Your objective: Collect every line in the rows below that contains the word "football", and copy each of those lines in full.

Source data:
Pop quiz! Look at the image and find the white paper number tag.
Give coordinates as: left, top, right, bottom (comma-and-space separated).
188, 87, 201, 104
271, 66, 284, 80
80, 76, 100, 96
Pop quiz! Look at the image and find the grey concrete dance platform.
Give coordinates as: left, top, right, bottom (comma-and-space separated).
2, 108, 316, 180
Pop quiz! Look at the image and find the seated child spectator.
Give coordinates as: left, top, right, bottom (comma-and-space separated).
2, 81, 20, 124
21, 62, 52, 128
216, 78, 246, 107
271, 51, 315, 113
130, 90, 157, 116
==
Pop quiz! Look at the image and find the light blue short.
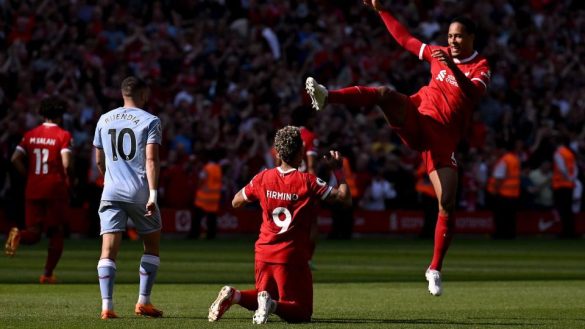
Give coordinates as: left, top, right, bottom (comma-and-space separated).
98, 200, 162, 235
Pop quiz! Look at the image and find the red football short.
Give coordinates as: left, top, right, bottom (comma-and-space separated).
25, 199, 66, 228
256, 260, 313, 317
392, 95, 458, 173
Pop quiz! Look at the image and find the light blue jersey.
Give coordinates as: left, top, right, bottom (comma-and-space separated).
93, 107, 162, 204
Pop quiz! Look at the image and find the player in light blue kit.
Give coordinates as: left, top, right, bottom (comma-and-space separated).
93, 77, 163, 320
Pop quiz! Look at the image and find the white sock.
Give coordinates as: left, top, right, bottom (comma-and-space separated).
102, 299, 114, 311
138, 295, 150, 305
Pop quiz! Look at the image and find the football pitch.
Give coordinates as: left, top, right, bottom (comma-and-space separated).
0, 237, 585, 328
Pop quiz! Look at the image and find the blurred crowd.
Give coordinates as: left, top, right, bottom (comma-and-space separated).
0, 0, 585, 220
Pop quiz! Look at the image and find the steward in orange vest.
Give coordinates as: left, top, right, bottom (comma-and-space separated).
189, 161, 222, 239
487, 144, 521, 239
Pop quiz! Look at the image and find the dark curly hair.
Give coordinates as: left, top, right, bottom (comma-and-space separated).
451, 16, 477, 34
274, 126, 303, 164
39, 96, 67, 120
* * *
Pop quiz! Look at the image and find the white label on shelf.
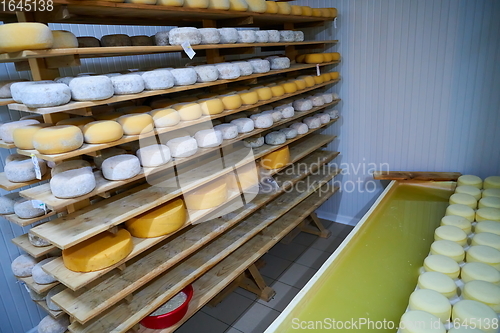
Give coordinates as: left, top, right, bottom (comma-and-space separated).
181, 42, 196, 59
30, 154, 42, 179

Result of the exercise:
Pop quiz! Look at the image and find the red football short.
Pop quiz! Look at the image and find the football pitch.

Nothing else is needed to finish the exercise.